As seen above, hackers took over the ‘Coalitions’ tab on the President’s website and claimed to have compromised ‘multiple devices’, essentially giving them access to ‘most internal and secret conversations’, including classified information. They further threatened to discredit the POTUS by choosing to either release the sensitive data or keep it a secret. The choice of this was left at the hands of site visitors; an encryption key was also dropped on the page so that the hackers could solicit votes in a cryptocurrency called Monero. The hackers also accused the Trump administration of cooperating with foreign actors in manipulating the upcoming elections and of having a hand in the advent of the coronavirus.

Tim Murtaugh, the spokesman for the Trump campaign confirmed the reports of the website being defaced and said they were “working with law enforcement authorities to investigate the source of the attack.” He later clarified that there was no leak of sensitive data either and that the website had been restored.

This hack comes less than a week after an ethical hacker claimed to have obtained access to President Trump’s official Twitter account with the password ‘maga2020!’. It’s also days after the President claimed in a campaign rally that “Nobody gets hacked. To get hacked you need somebody with 197 I.Q. and he needs about 15 percent of your password.” Regardless, intelligence agencies have claimed that today’s defacement could’ve been yet another cryptocurrency fraud to solicit money via phishing.

» WHAT THIS TASK INVOLVES: Retype the part of the passage on the Trump campaign website hack from "This hack comes" to "money via phishing.".

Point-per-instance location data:
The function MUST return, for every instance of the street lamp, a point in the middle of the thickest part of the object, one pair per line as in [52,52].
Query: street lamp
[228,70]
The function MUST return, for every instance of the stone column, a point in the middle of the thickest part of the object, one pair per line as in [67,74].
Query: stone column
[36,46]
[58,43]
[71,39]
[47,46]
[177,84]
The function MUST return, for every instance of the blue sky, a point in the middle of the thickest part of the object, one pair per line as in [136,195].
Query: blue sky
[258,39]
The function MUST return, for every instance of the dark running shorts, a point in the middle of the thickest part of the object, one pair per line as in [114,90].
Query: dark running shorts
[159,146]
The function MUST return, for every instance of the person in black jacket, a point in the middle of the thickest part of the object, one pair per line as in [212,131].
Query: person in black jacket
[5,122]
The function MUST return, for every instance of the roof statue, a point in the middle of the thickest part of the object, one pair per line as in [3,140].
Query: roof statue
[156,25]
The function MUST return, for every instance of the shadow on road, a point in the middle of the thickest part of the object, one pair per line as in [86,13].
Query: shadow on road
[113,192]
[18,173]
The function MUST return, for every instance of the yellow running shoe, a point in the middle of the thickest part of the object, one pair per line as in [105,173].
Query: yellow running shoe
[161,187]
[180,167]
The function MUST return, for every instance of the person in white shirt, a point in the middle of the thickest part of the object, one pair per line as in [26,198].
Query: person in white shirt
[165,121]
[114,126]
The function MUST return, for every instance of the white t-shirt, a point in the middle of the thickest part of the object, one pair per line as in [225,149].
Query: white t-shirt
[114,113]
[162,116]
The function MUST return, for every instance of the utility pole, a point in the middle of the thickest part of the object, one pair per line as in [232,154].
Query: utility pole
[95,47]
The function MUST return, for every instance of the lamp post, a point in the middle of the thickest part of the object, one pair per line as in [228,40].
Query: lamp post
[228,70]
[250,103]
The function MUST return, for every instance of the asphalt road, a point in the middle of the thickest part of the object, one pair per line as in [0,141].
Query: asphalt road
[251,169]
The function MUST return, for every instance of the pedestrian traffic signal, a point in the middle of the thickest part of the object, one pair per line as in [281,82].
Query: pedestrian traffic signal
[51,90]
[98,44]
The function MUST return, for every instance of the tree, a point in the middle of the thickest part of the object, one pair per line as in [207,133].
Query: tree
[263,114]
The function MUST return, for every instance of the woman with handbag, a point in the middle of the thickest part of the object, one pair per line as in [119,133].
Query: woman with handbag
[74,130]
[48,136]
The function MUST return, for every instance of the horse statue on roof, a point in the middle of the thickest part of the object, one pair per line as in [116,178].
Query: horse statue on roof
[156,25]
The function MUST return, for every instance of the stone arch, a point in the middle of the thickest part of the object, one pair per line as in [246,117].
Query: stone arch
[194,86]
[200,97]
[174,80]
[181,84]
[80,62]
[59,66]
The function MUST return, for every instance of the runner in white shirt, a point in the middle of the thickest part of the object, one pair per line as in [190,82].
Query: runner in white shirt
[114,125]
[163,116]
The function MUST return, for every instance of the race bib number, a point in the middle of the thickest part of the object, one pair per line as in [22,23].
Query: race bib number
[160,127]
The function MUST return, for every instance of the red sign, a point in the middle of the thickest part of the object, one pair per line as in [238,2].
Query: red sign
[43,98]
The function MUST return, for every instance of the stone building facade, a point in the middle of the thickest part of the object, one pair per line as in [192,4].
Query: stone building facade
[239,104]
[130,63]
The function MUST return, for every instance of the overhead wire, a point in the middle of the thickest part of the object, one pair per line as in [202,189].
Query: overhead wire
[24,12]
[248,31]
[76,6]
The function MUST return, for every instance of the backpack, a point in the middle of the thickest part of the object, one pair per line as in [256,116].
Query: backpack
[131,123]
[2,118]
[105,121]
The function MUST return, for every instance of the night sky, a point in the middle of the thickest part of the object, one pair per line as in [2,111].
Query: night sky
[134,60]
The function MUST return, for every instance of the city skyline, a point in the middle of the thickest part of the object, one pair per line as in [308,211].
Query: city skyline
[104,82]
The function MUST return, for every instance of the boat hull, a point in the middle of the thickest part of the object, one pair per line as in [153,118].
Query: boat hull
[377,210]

» RESPONSE FOR THIS EXERCISE:
This hack comes less than a week after an ethical hacker claimed to have obtained access to President Trump’s official Twitter account with the password ‘maga2020!’. It’s also days after the President claimed in a campaign rally that “Nobody gets hacked. To get hacked you need somebody with 197 I.Q. and he needs about 15 percent of your password.” Regardless, intelligence agencies have claimed that today’s defacement could’ve been yet another cryptocurrency fraud to solicit money via phishing.